_SOURCE TEXT_:
____

Lung Cancer- KRAS Mutation Panel

KRAS overview:
  • The RAS genes are highly homologous but functionally distinct[1]
  • RAS proteins are central mediators that downstream the growth factor receptor signaling and are critical for cell proliferation, survival, and differentiation.
  • RAS can activate several downstream effectors, including the PI3K-AKT-mTOR pathway, which is involved in cell survival, and the RAS-RAF-MEK-ERK pathway, which is involved in cell proliferation.
  • Activating mutations within the RAS gene result in constitutive activation of the RAS GTPase, even in the absence of growth factor signaling. The result is a sustained proliferation signal within the cell.
  • Specific RAS genes are recurrently mutated in different malignancies. KRAS mutations are particularly common in colon cancer, lung cancer, and pancreatic cancer[2]
 KRAS mutation in Lung Cancer:
  • KRAS and EGFR mutations are mutually exclusive[3]
  • There are evidences that prove that somatic mutations of lung cancer harbours KRAS mutations[4]
  • About 15 %to 25% of the Non-small cell lung carcinoma patients have KRAS mutations and almost 97% of the KRAS-mutant cases affect exon 2 and 3[5]
  • The most common oncogenic mutation detected in patients with NSCLC is KRAS, which is found in 25% to 30% of lung adenocarcinomas, and associated with tobacco use[6&7]
  • KRAS accounts for 90% of RAS mutations in lung adenocarcinomas, and approximately 97% of KRAS mutations in NSCLC involve codons 12 or 13[8]
  • KRAS mutations are more common in lung cancers among smokers, while EGFR mutations are more frequent in never-smokers[9]
KRAS mutation and risk factors in Lung Cancer:
  • KRAS mutations are more common in individuals with a history of cigarette use and are associated with resistance to EGFR-tyrosine-kinase inhibitors[10&11]
  • About 30% of the KRAS mutations occur in lung adenocarcinomas and only 5% in squamous cell carcinoma subtype[12]
  • These mutations impair the intrinsic GTPase activity of RAS and confer resistance to GTPase activators, thereby causing RAS to accumulate in its active GTP-bound state, which sustains the activation of RAS signaling[13]
  • KRAS mutations in NSCLC tumor tissue are moderately associated with poor prognosis[14]
  • The overall survival rate of NSCLC patients harbouring KRAS mutations is worse than patients with NSCLC and with wild-type KRAS[15]
  • KRAS gene is prevalent in pancreatic carcinomas (>80%), colon carcinomas (40–50%), and lung carcinomas (30–50%), but are also present in biliary tract malignancies, endometrial cancer, cervical cancer, bladder cancer, liver cancer, myeloid leukemia[16] and breast cancer[17]
  • NSCLCs, in which higher VEGF expression was observed in 50% of tumours bearing a KRAS gene mutation
  • 50% of the NSCLC tumours shows higher expressions of vascular endothelial growth factor (VEGF) due to KRAS mutations[18]
 Reference:
  1. Pylayeva-Gupta Y, Grabocka E, Bar-Sagi D. (2011). Nat Rev Cancer, 13:(11):761-74.

____

_RAW DATA_:

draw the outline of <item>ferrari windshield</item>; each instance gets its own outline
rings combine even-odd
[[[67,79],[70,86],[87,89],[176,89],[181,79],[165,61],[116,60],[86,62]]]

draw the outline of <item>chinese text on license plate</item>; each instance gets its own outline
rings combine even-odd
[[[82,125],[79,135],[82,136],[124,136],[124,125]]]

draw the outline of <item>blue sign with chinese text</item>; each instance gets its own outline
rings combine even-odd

____

Reproduce the KRAS mutation panel text word for word from "Lung Cancer- KRAS" to "within the cell.". The records are not needed for this exercise.

Lung Cancer- KRAS Mutation Panel

KRAS overview:
  • The RAS genes are highly homologous but functionally distinct[1]
  • RAS proteins are central mediators that downstream the growth factor receptor signaling and are critical for cell proliferation, survival, and differentiation.
  • RAS can activate several downstream effectors, including the PI3K-AKT-mTOR pathway, which is involved in cell survival, and the RAS-RAF-MEK-ERK pathway, which is involved in cell proliferation.
  • Activating mutations within the RAS gene result in constitutive activation of the RAS GTPase, even in the absence of growth factor signaling. The result is a sustained proliferation signal within the cell.